▸ Material for this exercise
* * *

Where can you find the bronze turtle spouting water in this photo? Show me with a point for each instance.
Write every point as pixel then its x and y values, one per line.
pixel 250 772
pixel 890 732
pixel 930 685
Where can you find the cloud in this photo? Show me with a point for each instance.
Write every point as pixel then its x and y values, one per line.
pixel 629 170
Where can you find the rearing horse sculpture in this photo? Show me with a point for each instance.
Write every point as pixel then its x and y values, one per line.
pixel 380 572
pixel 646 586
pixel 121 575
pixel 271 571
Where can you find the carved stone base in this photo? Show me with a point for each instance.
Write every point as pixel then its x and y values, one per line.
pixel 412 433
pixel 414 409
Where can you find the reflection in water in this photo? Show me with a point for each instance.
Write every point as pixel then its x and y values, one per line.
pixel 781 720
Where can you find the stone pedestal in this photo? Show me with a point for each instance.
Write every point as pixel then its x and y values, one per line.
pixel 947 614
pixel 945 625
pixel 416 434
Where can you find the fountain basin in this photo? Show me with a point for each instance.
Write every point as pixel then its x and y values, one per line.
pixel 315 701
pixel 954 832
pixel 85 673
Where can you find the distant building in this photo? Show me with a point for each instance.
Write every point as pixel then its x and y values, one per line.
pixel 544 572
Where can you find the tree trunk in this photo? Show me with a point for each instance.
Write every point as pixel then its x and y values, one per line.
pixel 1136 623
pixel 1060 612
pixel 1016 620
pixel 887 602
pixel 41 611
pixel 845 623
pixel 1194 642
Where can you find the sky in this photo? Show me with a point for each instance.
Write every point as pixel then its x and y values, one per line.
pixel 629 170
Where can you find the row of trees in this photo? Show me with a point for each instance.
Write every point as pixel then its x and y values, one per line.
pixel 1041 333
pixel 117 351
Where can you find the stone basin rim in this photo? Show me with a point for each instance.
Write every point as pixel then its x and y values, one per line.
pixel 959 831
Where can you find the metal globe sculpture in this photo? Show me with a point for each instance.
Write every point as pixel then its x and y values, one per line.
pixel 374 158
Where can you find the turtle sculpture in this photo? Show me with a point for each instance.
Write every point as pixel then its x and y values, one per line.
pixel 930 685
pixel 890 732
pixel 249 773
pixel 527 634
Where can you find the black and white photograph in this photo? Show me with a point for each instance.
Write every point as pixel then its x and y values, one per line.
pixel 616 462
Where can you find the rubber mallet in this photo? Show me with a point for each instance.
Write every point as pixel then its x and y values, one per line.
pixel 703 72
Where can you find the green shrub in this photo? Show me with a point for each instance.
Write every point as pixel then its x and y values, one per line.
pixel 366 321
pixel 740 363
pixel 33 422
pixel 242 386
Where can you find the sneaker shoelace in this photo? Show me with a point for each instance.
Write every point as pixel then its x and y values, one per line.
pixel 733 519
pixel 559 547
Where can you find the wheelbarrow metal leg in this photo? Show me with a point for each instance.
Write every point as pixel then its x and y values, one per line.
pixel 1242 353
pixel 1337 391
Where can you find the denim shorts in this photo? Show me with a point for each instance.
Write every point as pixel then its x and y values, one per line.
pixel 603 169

* * *

▸ To be done
Generate an exact reproduction of all entries.

▸ Answer to this task
Where can you find the bronze turtle spouting water in this photo? Show me with a point for each instance.
Write every point as pixel then its x and y values, one per line.
pixel 250 772
pixel 890 732
pixel 930 685
Where can you find the cloud in this photo? Show me with a point for each instance.
Write every point as pixel then its x and y values, one per line.
pixel 629 170
Where can you find the rearing horse sculpture in this photo? Show me with a point for each instance.
Write every point as pixel then its x and y values, one per line.
pixel 380 572
pixel 646 586
pixel 121 575
pixel 271 571
Where can you find the carved stone base in this photo? Show me with a point for each instance.
Write every point as pixel then its x and y values, one per line.
pixel 412 433
pixel 414 409
Where can you find the reflection in water in this photo? Show me with a point for each instance.
Write every point as pixel then its x and y values, one per line.
pixel 781 720
Where can you find the stone pedestal in this photo? Show me with a point for each instance.
Write every point as pixel then its x and y values, one per line.
pixel 947 614
pixel 945 625
pixel 416 434
Where can you find the fountain basin in this photo? Show me with a point for each instance.
Write every point as pixel then its x and y values, one per line.
pixel 315 701
pixel 954 832
pixel 85 673
Where can you find the distant building in this photo? Show me with a point for each instance.
Write every point as pixel then its x and y values, one per line.
pixel 544 572
Where can you find the tree trunk in this photo? Show me with a point for each instance.
Write every point as pixel then its x and y values, one per line.
pixel 1136 623
pixel 1060 612
pixel 1016 620
pixel 887 602
pixel 41 611
pixel 845 623
pixel 1194 642
Where can you find the sky in this photo? Show me with a point for each instance.
Write every point as pixel then its x and y values, one per line.
pixel 629 170
Where can you find the row of trees in this photo? Show me with a point for each instance.
Write every point as pixel then its x and y values, one per line.
pixel 1041 333
pixel 117 351
Where can you find the stone basin rim in this photo? Show me with a point for each instance.
Write every point as pixel then its x and y values, one per line.
pixel 959 831
Where can you find the metal globe sculpture in this photo? Show me with a point for each instance.
Write every point as pixel then its x and y values, one per line.
pixel 374 158
Where can you find the turtle sculpture in this photo? Show me with a point for each instance.
Write every point as pixel then its x and y values, one per line.
pixel 930 685
pixel 890 732
pixel 249 773
pixel 527 634
Where can you find the black and white photograph in this photo? Show me with a point for each instance.
Write every point as pixel then its x and y values, one per line.
pixel 616 462
Where can you find the rubber mallet in this photo? Show me with a point for each instance.
Write every point as pixel then its x and y values, one per line.
pixel 703 72
Where can you find the green shrub in this photo? Show me with a point for each instance.
Write every point as pixel then its x and y values, one per line.
pixel 366 321
pixel 740 363
pixel 33 422
pixel 242 386
Where can you find the sneaker shoelace in this photo? Show me with a point for each instance.
Write every point as pixel then its x and y values, one per line.
pixel 733 519
pixel 559 547
Where can you find the wheelbarrow metal leg in this photo? Show me with a point for each instance.
Write every point as pixel then its x and y values, one per line.
pixel 1242 353
pixel 1337 391
Where can you find the denim shorts in this photo? Show me with a point for each instance.
Write every point as pixel then its x and y values, one per line.
pixel 603 169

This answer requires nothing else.